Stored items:
= Beginning of Section =

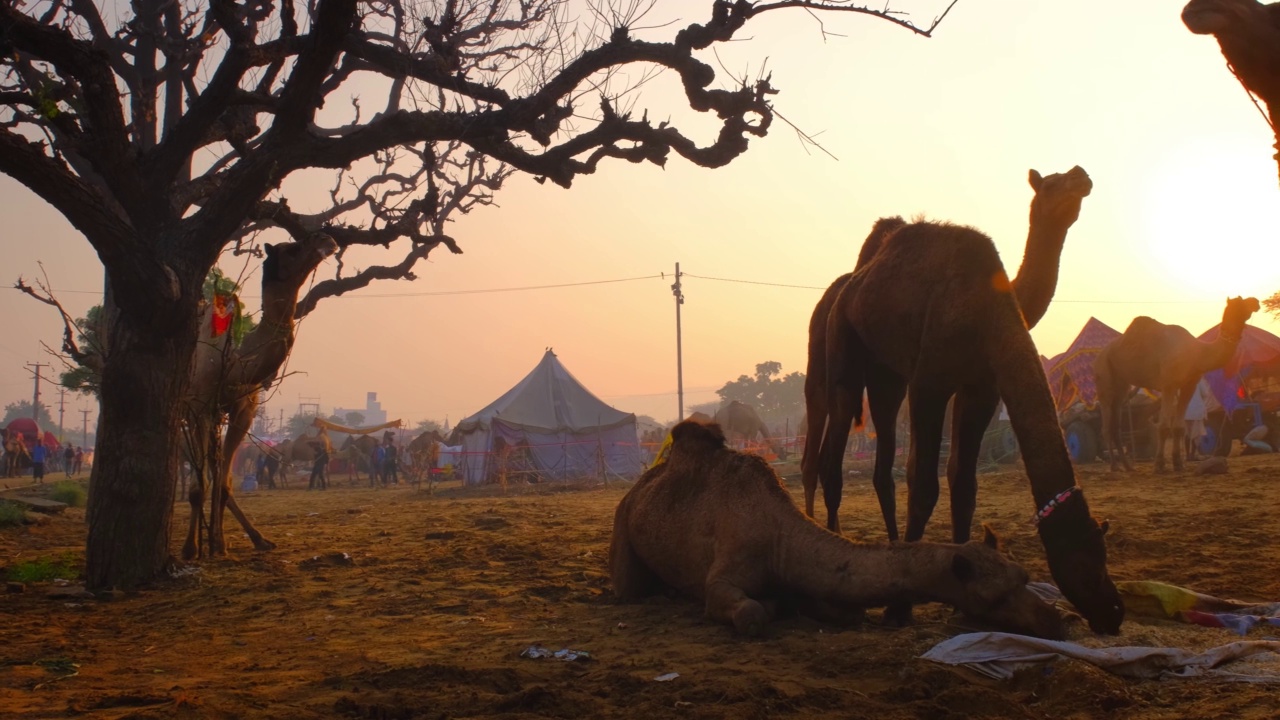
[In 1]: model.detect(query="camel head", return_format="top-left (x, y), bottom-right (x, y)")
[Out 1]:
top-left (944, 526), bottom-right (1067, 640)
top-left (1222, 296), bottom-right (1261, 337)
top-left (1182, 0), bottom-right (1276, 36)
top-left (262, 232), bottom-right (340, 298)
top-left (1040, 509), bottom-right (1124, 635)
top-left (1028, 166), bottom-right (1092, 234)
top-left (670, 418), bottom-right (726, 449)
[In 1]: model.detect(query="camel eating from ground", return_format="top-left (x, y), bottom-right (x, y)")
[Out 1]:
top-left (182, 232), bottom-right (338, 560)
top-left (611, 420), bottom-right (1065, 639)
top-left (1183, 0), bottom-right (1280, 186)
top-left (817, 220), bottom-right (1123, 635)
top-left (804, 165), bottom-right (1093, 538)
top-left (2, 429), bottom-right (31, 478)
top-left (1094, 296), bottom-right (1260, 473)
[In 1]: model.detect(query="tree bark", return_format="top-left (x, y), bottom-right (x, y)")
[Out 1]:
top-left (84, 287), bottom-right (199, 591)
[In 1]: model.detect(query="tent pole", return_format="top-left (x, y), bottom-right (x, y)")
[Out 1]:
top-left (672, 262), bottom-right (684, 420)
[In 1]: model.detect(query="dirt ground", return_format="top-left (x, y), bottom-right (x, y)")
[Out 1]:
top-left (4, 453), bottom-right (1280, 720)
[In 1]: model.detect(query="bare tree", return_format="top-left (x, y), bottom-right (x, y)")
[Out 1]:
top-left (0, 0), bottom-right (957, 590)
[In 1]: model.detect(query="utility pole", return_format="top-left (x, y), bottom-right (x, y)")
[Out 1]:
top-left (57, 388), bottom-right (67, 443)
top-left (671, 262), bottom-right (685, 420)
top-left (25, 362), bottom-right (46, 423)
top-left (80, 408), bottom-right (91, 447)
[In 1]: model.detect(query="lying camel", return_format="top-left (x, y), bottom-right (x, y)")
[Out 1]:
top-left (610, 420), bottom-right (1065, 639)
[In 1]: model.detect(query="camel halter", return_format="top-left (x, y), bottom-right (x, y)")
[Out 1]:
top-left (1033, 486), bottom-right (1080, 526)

= End of Section =
= Beginning of Section =

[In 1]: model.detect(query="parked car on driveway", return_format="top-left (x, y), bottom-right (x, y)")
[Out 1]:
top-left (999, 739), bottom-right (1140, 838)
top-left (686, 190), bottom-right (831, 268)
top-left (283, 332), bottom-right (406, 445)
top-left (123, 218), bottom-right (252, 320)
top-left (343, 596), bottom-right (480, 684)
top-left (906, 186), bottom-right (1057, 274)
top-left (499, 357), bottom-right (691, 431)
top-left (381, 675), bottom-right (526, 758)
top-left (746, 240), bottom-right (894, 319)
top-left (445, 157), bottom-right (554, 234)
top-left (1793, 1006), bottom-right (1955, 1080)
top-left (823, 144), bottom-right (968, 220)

= End of Section =

**Work instructions:** In the records, count every line that includes "ground" and give the count alone.

**Response to this task:** 2